* SHORT EXERCISE *
Take the material and output all of it exactly.

* RECORDS FOR THIS TASK *
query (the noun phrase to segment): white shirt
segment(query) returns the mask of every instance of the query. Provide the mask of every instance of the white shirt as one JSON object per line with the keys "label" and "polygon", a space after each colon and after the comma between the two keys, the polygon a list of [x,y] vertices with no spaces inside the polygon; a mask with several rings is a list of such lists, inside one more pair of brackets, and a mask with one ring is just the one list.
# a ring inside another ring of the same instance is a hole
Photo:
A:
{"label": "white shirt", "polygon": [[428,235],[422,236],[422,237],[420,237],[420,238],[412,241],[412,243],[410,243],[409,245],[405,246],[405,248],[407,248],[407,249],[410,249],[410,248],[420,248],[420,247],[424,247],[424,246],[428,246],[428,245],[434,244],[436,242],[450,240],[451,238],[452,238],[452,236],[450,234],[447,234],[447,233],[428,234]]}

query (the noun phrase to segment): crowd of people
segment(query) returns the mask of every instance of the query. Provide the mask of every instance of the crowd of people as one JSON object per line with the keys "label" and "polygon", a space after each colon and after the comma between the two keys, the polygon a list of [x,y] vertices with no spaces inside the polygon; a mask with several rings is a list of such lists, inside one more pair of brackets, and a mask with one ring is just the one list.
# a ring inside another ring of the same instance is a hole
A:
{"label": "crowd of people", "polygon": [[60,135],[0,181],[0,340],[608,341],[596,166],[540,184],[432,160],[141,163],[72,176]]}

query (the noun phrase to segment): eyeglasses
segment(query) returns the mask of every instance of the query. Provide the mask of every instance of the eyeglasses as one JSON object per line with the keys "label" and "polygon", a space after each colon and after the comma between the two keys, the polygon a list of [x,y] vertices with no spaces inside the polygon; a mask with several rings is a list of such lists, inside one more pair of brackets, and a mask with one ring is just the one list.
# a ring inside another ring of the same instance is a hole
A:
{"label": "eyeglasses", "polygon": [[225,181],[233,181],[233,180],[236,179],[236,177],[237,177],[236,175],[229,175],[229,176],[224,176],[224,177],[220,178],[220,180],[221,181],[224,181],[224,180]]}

* EXERCISE RESPONSE *
query (the noun phrase to segment): white shirt
segment(query) returns the mask of every instance of the query. Provide the mask of every instance of the white shirt as one JSON object per line with the keys "label" and "polygon", a space after each colon and after the comma between the two keys, the polygon a list of [x,y] vertices with no spaces inside the polygon; a mask with several rings is a list of such lists, inside one more pair of brackets, and a mask with one ring is just the one list.
# a ring inside another ring of the same instance is a hole
Photo:
A:
{"label": "white shirt", "polygon": [[428,235],[422,236],[422,237],[420,237],[420,238],[412,241],[412,243],[410,243],[409,245],[405,246],[405,248],[407,248],[407,249],[410,249],[410,248],[420,248],[420,247],[424,247],[424,246],[428,246],[428,245],[434,244],[436,242],[450,240],[451,238],[452,238],[452,236],[450,234],[447,234],[447,233],[428,234]]}

query (the noun phrase to segment): crowd of people
segment(query) returns the mask of every instance of the query. Provide the mask of every instance of the crowd of people as one JSON object per line with the keys "label" and "polygon", a space after each colon and after the comma between the two keys, the polygon a list of [x,y] vertices with no spaces inside the polygon; a mask with several rings is a list of such lists, inside one more pair of brackets, and a mask with one ring is just the one list.
# a ring inside another ring of the same instance is a hole
A:
{"label": "crowd of people", "polygon": [[60,135],[0,181],[0,340],[608,341],[596,166],[540,184],[432,160],[141,163],[72,176]]}

query (the noun phrase to segment): eyeglasses
segment(query) returns the mask of every instance of the query. Provide the mask of every instance of the eyeglasses as one JSON object per line with the keys "label" and "polygon", a space after each colon and after the comma between the two keys, the polygon a list of [x,y] vertices with no spaces inside the polygon; a mask with several rings is a list of such lists, inside one more pair of brackets, and a mask with one ring is just the one list.
# a ring inside another ring of the same instance is a hole
A:
{"label": "eyeglasses", "polygon": [[225,181],[233,181],[233,180],[236,179],[236,177],[237,177],[236,175],[229,175],[229,176],[224,176],[224,177],[220,178],[220,180],[221,181],[224,181],[224,180]]}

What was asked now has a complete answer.